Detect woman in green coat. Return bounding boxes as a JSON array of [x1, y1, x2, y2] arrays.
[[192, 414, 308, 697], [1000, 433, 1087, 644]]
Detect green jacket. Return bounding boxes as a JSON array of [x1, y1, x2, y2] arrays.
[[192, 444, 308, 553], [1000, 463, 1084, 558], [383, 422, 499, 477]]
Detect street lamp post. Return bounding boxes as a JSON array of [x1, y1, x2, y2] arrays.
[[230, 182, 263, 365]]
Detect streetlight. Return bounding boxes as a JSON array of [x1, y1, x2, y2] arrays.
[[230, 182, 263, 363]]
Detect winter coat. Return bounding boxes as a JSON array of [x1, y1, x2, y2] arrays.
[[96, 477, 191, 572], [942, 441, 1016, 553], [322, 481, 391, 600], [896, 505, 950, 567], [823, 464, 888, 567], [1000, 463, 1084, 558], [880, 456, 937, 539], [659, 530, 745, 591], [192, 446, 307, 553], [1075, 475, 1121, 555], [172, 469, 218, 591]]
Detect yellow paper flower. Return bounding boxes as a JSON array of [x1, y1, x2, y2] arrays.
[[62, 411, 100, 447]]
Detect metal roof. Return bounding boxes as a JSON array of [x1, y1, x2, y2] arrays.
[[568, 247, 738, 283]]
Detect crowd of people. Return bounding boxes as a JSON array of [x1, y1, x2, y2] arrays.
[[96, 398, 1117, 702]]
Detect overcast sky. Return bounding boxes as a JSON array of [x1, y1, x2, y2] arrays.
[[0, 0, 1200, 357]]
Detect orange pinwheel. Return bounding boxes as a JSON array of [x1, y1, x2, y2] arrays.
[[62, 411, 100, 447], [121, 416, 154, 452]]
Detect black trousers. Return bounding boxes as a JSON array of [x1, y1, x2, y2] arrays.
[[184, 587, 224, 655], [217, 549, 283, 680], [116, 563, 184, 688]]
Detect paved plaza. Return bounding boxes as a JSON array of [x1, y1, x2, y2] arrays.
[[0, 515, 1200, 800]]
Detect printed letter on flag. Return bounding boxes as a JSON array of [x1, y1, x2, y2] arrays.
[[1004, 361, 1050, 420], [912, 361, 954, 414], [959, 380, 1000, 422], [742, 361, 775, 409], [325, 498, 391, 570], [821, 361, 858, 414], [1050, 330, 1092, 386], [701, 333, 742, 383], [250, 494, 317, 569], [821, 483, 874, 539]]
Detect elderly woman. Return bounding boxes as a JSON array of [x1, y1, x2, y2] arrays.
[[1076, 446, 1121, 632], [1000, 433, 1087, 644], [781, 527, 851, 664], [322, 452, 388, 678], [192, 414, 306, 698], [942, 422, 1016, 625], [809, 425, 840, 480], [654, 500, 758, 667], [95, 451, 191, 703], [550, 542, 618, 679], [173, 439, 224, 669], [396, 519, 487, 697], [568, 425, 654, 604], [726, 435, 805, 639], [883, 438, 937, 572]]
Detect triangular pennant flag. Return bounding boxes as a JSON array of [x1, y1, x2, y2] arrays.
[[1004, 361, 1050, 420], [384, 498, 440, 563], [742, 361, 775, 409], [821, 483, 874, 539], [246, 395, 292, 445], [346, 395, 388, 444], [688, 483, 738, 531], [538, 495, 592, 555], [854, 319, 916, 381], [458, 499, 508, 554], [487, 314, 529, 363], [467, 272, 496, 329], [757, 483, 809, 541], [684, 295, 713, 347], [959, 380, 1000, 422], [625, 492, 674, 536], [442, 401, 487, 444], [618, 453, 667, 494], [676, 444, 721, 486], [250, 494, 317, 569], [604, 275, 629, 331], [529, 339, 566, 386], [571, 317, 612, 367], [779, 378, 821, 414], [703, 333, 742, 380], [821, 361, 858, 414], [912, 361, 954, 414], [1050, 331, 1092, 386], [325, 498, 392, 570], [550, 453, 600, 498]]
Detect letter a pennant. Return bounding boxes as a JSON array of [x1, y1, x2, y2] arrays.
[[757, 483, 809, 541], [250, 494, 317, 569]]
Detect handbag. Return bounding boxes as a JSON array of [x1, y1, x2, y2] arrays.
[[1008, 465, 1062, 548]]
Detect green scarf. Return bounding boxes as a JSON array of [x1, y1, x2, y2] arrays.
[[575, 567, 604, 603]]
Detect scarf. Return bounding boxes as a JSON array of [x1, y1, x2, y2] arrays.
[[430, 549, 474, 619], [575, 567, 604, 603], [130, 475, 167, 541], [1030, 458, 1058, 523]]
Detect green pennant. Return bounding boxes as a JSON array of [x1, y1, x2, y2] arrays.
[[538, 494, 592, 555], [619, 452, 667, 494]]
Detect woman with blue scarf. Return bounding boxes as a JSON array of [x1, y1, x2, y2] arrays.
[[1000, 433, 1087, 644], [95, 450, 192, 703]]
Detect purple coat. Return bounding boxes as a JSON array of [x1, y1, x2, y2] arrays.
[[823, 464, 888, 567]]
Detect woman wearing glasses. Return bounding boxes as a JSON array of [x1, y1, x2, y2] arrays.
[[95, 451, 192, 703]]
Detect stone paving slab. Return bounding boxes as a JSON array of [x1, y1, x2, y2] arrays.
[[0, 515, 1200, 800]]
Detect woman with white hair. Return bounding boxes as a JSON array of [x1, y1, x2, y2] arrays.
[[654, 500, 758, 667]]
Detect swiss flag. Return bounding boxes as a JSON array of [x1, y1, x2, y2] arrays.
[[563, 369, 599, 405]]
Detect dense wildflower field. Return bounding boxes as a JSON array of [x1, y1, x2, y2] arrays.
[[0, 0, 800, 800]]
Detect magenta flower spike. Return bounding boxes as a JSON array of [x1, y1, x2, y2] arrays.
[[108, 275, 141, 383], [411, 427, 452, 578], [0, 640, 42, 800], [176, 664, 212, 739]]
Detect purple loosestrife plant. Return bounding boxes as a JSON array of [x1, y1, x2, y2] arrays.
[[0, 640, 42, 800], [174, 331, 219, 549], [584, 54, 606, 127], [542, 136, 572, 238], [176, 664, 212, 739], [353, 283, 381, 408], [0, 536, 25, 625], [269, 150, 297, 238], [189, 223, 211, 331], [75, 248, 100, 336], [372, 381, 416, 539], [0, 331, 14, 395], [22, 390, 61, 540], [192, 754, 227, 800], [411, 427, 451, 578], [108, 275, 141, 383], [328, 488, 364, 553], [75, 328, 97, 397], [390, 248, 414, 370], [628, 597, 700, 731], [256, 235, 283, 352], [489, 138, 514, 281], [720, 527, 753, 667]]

DIRECTION:
Identify every line in the listing that contains the word "woman", and copy each of those lines.

OUTPUT OF THE TASK:
Detect woman in green coat. Return bounding boxes as a JSON array of [x1, y1, x2, y2] arrays.
Detect elderly woman. Return bounding boxes as a JSON array of [x1, y1, x2, y2] arrays.
Detect woman with blue scarf. Return bounding boxes as a JSON array of [x1, y1, x2, y2] arrays.
Detect woman wearing glasses. Return bounding boxes as a JSON array of [x1, y1, x2, y2] arrays.
Detect woman with white hair. Return bounding boxes as a JSON array of [x1, y1, x2, y2] arrays.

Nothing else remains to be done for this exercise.